• Exercise requirements: Reproduce all of the data below verbatim, without altering a single character.

• Exercise material:
★ ★ ★
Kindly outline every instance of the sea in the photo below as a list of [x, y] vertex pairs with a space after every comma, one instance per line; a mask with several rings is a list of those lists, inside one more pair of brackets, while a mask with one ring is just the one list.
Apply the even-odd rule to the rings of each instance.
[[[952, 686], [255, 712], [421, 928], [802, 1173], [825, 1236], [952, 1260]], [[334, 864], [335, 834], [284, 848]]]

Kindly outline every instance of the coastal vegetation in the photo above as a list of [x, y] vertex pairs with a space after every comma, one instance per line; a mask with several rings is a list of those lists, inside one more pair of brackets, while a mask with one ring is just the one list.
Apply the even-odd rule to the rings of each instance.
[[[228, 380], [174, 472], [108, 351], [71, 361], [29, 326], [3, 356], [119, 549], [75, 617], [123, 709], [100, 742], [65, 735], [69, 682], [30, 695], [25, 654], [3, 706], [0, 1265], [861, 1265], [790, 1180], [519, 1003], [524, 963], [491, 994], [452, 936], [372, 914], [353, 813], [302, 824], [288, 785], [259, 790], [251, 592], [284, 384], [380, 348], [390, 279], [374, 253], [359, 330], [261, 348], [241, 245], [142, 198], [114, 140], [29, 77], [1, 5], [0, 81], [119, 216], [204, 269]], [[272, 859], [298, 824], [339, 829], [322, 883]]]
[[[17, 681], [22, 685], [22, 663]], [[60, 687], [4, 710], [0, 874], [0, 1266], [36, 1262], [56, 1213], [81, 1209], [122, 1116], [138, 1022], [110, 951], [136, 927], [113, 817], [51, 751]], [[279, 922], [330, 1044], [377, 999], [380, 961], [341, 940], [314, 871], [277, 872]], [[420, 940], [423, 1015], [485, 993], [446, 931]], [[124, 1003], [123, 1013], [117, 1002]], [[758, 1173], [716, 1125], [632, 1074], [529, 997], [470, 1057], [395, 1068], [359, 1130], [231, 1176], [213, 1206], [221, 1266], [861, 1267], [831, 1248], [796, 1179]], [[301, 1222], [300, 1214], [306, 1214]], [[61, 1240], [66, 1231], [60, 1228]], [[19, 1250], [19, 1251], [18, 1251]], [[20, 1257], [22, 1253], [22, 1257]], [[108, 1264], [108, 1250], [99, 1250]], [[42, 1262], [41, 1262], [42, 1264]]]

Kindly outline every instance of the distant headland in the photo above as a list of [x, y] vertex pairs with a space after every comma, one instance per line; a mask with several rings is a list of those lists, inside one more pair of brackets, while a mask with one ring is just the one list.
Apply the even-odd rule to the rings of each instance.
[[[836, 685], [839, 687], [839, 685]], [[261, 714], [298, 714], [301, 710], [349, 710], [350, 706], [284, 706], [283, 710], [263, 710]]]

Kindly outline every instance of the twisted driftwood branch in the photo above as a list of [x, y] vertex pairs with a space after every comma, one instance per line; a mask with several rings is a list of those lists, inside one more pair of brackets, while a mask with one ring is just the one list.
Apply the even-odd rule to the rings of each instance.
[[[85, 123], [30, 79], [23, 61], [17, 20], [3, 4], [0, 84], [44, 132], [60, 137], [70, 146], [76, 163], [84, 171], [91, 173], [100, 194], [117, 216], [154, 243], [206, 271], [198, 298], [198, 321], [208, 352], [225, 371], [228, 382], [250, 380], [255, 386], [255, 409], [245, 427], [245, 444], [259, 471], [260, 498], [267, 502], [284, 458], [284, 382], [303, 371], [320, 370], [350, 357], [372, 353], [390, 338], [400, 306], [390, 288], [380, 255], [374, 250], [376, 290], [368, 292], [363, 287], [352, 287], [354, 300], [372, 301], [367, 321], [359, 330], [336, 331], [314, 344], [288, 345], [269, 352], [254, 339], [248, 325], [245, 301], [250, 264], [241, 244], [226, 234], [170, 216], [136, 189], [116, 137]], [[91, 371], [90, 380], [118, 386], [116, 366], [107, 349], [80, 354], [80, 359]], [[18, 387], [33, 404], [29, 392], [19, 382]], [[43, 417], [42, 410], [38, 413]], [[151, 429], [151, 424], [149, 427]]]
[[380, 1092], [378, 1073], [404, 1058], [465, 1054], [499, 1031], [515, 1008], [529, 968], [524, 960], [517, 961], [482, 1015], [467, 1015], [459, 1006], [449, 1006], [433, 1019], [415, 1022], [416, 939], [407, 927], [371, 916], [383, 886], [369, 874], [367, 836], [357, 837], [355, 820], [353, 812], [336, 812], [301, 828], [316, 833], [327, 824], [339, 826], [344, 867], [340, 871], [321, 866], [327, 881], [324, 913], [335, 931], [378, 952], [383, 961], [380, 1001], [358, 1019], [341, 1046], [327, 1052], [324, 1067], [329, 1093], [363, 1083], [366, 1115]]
★ ★ ★
• Exercise result:
Kindly outline every instance of the sea in the photo below as a list of [x, y] vertex pairs with a space after every comma, one instance per line; a mask with several rings is a list of those lists, inside one more pair of brackets, while a mask with one ring is just the one list.
Apply the even-odd rule to the rings of each instance.
[[[952, 686], [255, 712], [421, 928], [802, 1173], [825, 1236], [952, 1260]], [[334, 864], [335, 834], [284, 848]]]

Kindly outline every instance of the coastal vegetation in the photo above as a list of [x, y] vertex pairs with a space after every comma, one instance per line; a mask with several rings is a list of those lists, inside one more pair of brackets, while a mask with one ring is just the one list.
Apply the even-odd rule to the rings of each instance.
[[[228, 380], [174, 472], [108, 351], [71, 361], [29, 326], [3, 356], [119, 549], [75, 617], [123, 709], [100, 742], [65, 735], [69, 682], [30, 695], [25, 654], [3, 706], [0, 1265], [861, 1265], [790, 1180], [519, 1003], [524, 963], [491, 994], [452, 936], [372, 914], [353, 813], [302, 824], [288, 785], [259, 790], [251, 592], [284, 384], [380, 348], [390, 279], [374, 253], [359, 330], [261, 348], [241, 245], [142, 198], [114, 140], [29, 77], [1, 5], [0, 81], [119, 216], [204, 269]], [[272, 859], [298, 824], [339, 829], [322, 883]]]
[[[17, 681], [22, 685], [22, 663]], [[60, 687], [4, 710], [0, 874], [0, 1266], [36, 1262], [56, 1213], [81, 1209], [122, 1116], [138, 1022], [110, 951], [136, 927], [113, 817], [51, 751]], [[279, 922], [330, 1044], [377, 999], [380, 961], [341, 940], [314, 871], [277, 872]], [[420, 940], [423, 1015], [485, 993], [446, 931]], [[124, 1003], [123, 1013], [117, 1002]], [[758, 1173], [716, 1125], [632, 1074], [529, 997], [470, 1057], [395, 1068], [359, 1130], [231, 1176], [213, 1206], [221, 1266], [861, 1267], [831, 1248], [796, 1179]], [[301, 1222], [300, 1214], [306, 1214]], [[61, 1240], [66, 1231], [60, 1228]], [[19, 1250], [19, 1251], [18, 1251]], [[20, 1257], [22, 1253], [22, 1257]], [[108, 1264], [108, 1250], [99, 1250]], [[42, 1262], [41, 1262], [42, 1264]]]

Kindly outline every instance of the distant headland in the photo above as a list of [x, y] vertex pairs with a space after every comma, one instance per line; a mask with several rings is a list of those lists, inside one more pair of brackets, while a mask with one ring is just the one list.
Apply the even-odd rule to the rings of each instance.
[[[836, 685], [839, 687], [839, 685]], [[261, 714], [298, 714], [301, 710], [349, 710], [350, 706], [284, 706], [283, 710], [263, 710]]]

Kindly outline every instance of the twisted driftwood branch in the photo above as a list of [x, y] vertex pairs with a space after every comma, one instance per line; a mask with several rings is a list of those lists, inside one more pair of brackets, while a mask with one ring is just the one list.
Apply the even-odd rule to the rings of each instance.
[[[85, 123], [30, 79], [23, 61], [17, 20], [3, 4], [0, 84], [44, 132], [60, 137], [70, 146], [76, 163], [84, 171], [91, 173], [100, 194], [117, 216], [154, 243], [206, 271], [198, 298], [198, 321], [208, 352], [225, 371], [228, 382], [250, 380], [255, 386], [255, 409], [245, 427], [245, 444], [259, 471], [260, 498], [267, 502], [284, 458], [284, 382], [303, 371], [320, 370], [350, 357], [372, 353], [390, 338], [400, 306], [390, 288], [380, 255], [374, 250], [376, 290], [368, 292], [363, 287], [352, 287], [354, 300], [372, 301], [367, 321], [359, 330], [336, 331], [314, 344], [288, 345], [269, 352], [254, 339], [248, 325], [245, 301], [250, 264], [241, 244], [226, 234], [170, 216], [136, 189], [116, 137]], [[91, 371], [90, 380], [118, 386], [116, 366], [107, 349], [80, 354], [80, 359]], [[18, 387], [33, 404], [29, 392], [19, 382]], [[43, 417], [42, 410], [38, 413]], [[151, 429], [151, 424], [149, 427]]]
[[380, 1092], [378, 1073], [404, 1058], [465, 1054], [499, 1031], [515, 1008], [529, 968], [524, 960], [517, 961], [482, 1015], [467, 1015], [459, 1006], [449, 1006], [433, 1019], [415, 1022], [416, 939], [407, 927], [371, 916], [383, 886], [369, 874], [367, 836], [357, 837], [355, 820], [353, 812], [336, 812], [301, 828], [316, 833], [327, 824], [339, 826], [344, 867], [340, 871], [321, 866], [327, 881], [324, 913], [335, 931], [378, 952], [383, 961], [380, 1001], [358, 1019], [341, 1046], [327, 1052], [324, 1067], [329, 1093], [363, 1083], [366, 1115]]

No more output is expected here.